[Referring expression data]

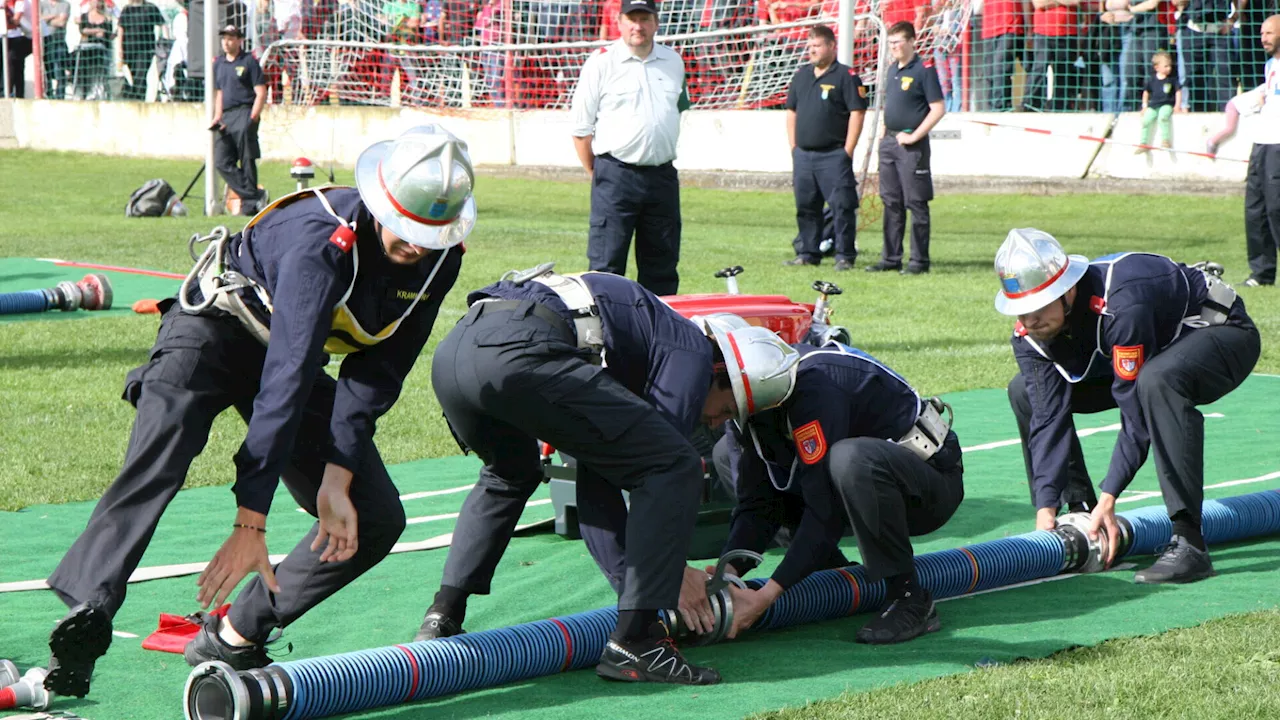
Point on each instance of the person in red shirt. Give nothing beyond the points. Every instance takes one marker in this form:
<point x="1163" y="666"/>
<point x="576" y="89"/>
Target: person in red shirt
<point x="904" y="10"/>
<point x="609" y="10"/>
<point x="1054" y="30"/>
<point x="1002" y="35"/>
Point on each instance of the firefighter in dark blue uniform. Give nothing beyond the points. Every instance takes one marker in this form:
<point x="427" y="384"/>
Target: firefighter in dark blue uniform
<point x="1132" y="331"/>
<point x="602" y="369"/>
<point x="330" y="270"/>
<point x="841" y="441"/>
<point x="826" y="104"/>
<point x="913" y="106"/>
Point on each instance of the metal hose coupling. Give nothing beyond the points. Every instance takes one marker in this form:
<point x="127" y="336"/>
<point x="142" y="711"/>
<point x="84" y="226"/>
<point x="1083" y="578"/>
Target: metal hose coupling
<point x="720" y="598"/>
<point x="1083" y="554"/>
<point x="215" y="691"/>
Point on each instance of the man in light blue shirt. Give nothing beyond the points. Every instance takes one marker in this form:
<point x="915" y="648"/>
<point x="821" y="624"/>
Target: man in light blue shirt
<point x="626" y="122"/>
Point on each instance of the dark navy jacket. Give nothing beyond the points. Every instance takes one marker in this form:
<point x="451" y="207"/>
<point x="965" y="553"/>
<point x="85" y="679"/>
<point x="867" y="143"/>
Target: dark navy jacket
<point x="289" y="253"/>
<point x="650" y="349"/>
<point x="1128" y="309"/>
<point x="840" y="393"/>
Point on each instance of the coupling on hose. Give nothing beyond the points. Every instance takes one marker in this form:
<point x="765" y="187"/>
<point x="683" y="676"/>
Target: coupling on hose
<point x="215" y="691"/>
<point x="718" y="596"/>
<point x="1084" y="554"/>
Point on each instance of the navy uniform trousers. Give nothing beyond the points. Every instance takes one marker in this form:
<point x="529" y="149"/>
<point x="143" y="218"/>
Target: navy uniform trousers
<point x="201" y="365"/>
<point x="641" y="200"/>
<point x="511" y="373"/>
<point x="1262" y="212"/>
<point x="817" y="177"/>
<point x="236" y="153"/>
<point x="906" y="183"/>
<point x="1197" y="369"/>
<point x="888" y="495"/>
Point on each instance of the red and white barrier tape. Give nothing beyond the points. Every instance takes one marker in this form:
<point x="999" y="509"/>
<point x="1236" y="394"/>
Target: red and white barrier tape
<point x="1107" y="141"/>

> _ABOUT THIS EXERCISE_: Would you give the records again exactly, dropping the pictures?

> _EXERCISE ANSWER_:
Point on each instance of the person in red shirt. Give nothing beyond the points. Every instance takes one marker in this form:
<point x="1163" y="666"/>
<point x="576" y="89"/>
Target: person in red shirt
<point x="904" y="10"/>
<point x="609" y="10"/>
<point x="1054" y="30"/>
<point x="1002" y="35"/>
Point on each instance of the firefighter in dark blue uniform. Give nothing beyond the points. Every instance takes one marker in this form:
<point x="427" y="384"/>
Target: firefighter in dark blue uniform
<point x="1132" y="331"/>
<point x="602" y="369"/>
<point x="330" y="270"/>
<point x="841" y="441"/>
<point x="826" y="104"/>
<point x="913" y="106"/>
Point on each instance of the metal hose coupling. Give nothing beyond the points. Every instance takes one marker in this form:
<point x="127" y="336"/>
<point x="142" y="711"/>
<point x="84" y="226"/>
<point x="1083" y="578"/>
Target: metal hose coupling
<point x="720" y="598"/>
<point x="1083" y="554"/>
<point x="215" y="691"/>
Point on each instance of the man in light blue shirt. Give nothing beyond the points. Every instance takes one marker in this form:
<point x="915" y="648"/>
<point x="821" y="624"/>
Target: man in light blue shirt
<point x="626" y="122"/>
Point on each instance of the dark navy jacket. Give nothing beyond the points. Every instance takes one marker in this form:
<point x="451" y="207"/>
<point x="965" y="553"/>
<point x="85" y="679"/>
<point x="867" y="143"/>
Target: dark navy jacket
<point x="289" y="253"/>
<point x="650" y="349"/>
<point x="1128" y="309"/>
<point x="840" y="393"/>
Point on each instance of the coupling on hose. Give nothing beyond the points. Every instance takes one marker in this form:
<point x="765" y="187"/>
<point x="683" y="676"/>
Target: coupling on hose
<point x="215" y="691"/>
<point x="718" y="596"/>
<point x="1084" y="554"/>
Point on each instance of the navy uniform trousers. Give nothing beyond the points. Every instance takes one marker in this form:
<point x="529" y="149"/>
<point x="143" y="218"/>
Target: navy uniform trousers
<point x="201" y="365"/>
<point x="641" y="200"/>
<point x="511" y="373"/>
<point x="1262" y="212"/>
<point x="817" y="177"/>
<point x="236" y="153"/>
<point x="906" y="183"/>
<point x="1197" y="369"/>
<point x="888" y="495"/>
Point on each instance of the red and white barrier tape. Give nothing beyond the points. Every instance takes one marker in this form:
<point x="999" y="509"/>
<point x="1236" y="394"/>
Target: red and white barrier tape
<point x="1107" y="141"/>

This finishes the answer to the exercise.